### SOURCE PASSAGE
By now you would be aware of the UK's vote to leave the European Union ("EU").
"Brexit" in a nutshell
The UK now needs to activate her formal exit process by an executive (or legislative) decision. It is a process hitherto unchartered; no member state has ever left the EU. The exit process is expected to take at least two years, possibly longer. The long term future is as yet unclear as we enter a period of change and transformation towards the birth of a new post-Brexit order. The exit process will involve complex negotiations to determine the model for the UK's future relationship with the EU; it will require extensive preparation to establish the necessary framework for the new order.
Implications for brand protection
Presently an EU Trade Mark ("EUTM") automatically includes protection to the UK.
- Since the UK would no longer be part of the "internal" EU market when she ultimately leaves the EU, it is likely that an EUTM would in future no longer cover the UK.
- It is also likely that the use of a trade mark in the UK would not be treated as use in the EU, and vice versa. This renders an EUTM registration potentially vulnerable to a non-use challenge where its use has been confined to the UK, unless some "protection mechanism" or transitional provisions are introduced.
- There is likely to be some "conversion mechanism" for pre-existing EUTM rights to be recognised and maintained in the UK after she leaves the EU. However, it is unclear what that mechanism will be, how it will operate, or whether there will be any fees payable.
- The conversion mechanism itself could face operational and administrative challenges and delays, given the sheer number of EUTMs.

### SUPPLIED ENTRIES
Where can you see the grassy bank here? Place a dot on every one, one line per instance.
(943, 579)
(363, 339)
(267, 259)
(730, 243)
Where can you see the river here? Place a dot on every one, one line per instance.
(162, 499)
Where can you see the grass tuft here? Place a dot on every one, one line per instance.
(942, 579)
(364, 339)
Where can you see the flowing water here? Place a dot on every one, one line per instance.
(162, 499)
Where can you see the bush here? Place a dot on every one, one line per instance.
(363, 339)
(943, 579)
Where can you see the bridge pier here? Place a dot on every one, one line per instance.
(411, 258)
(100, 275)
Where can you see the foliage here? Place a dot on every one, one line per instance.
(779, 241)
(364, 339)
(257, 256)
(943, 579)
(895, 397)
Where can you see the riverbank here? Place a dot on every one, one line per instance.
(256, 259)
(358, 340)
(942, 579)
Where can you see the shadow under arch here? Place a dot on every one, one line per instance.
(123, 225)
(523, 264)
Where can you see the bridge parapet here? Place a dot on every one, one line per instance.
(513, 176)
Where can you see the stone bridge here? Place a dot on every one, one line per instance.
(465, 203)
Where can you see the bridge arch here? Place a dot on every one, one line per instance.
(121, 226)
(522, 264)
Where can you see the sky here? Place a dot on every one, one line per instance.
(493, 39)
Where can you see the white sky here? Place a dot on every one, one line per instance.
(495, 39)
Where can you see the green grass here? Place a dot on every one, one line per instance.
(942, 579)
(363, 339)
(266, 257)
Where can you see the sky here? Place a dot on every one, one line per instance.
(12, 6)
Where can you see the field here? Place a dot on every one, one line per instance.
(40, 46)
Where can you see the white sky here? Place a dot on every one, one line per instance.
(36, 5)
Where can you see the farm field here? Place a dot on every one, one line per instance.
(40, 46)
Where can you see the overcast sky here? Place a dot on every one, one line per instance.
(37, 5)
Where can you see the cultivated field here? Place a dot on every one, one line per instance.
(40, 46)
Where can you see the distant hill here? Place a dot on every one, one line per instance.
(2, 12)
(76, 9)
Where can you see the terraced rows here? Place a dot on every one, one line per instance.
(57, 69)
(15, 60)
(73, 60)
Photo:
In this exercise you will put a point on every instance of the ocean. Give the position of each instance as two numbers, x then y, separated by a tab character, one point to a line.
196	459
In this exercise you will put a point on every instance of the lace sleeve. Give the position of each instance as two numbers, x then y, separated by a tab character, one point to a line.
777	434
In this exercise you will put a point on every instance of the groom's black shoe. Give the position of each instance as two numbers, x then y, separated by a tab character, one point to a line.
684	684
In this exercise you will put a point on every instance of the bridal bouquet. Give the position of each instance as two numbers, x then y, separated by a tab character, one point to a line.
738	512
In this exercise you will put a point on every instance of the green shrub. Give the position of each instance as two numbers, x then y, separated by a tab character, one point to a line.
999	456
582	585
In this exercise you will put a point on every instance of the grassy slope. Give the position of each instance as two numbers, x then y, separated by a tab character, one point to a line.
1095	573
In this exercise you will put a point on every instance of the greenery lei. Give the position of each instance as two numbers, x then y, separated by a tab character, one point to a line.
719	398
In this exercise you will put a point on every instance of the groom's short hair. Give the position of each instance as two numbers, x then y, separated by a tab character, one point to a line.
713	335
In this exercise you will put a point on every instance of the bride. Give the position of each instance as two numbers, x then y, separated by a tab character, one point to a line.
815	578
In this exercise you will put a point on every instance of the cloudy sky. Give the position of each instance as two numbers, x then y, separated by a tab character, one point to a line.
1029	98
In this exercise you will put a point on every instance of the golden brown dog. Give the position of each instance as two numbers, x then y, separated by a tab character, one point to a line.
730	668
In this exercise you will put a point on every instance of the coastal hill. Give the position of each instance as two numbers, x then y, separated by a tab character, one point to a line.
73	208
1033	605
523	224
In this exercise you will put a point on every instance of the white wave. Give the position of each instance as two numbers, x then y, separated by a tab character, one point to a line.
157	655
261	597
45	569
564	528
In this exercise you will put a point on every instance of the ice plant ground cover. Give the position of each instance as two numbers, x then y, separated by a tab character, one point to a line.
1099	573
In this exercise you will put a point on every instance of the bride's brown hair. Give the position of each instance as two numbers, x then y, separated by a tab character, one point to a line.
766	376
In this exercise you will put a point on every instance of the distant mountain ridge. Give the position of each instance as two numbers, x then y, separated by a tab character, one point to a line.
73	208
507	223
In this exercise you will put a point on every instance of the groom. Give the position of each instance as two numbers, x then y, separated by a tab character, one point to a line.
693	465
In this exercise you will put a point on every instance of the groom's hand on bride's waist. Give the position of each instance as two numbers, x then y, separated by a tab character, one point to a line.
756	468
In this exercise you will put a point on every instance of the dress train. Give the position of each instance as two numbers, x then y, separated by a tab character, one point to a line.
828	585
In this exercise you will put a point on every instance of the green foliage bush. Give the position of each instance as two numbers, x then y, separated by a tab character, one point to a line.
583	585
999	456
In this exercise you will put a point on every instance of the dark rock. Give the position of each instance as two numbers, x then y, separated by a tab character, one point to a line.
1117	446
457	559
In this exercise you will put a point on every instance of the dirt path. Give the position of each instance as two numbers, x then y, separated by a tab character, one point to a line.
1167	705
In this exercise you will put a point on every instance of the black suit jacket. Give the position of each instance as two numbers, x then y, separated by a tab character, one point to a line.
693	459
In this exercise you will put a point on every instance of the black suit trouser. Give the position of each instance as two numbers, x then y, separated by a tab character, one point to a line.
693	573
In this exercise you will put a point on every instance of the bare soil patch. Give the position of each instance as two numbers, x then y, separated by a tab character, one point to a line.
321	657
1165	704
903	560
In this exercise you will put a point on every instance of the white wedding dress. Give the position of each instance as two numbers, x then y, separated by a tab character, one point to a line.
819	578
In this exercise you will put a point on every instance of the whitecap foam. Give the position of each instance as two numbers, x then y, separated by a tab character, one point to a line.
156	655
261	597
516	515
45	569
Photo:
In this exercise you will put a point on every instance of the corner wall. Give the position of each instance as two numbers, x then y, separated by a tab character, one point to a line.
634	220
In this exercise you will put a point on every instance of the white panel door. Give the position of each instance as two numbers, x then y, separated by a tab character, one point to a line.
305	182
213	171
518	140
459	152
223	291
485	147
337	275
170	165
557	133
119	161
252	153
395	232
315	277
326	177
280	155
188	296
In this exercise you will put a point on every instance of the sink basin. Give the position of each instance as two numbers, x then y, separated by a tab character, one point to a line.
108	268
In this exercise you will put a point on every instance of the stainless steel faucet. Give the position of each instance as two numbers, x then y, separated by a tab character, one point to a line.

### DESCRIPTION OF THE TASK
Answer these from the Brexit text:
1. How long is the UK's exit process expected to take?
2. What does an EU Trade Mark presently include automatically?
3. What could the conversion mechanism face, given the sheer number of EUTMs?

### YOUR RESPONSE
1. At least two years, possibly longer.
2. Protection to the UK.
3. Operational and administrative challenges and delays.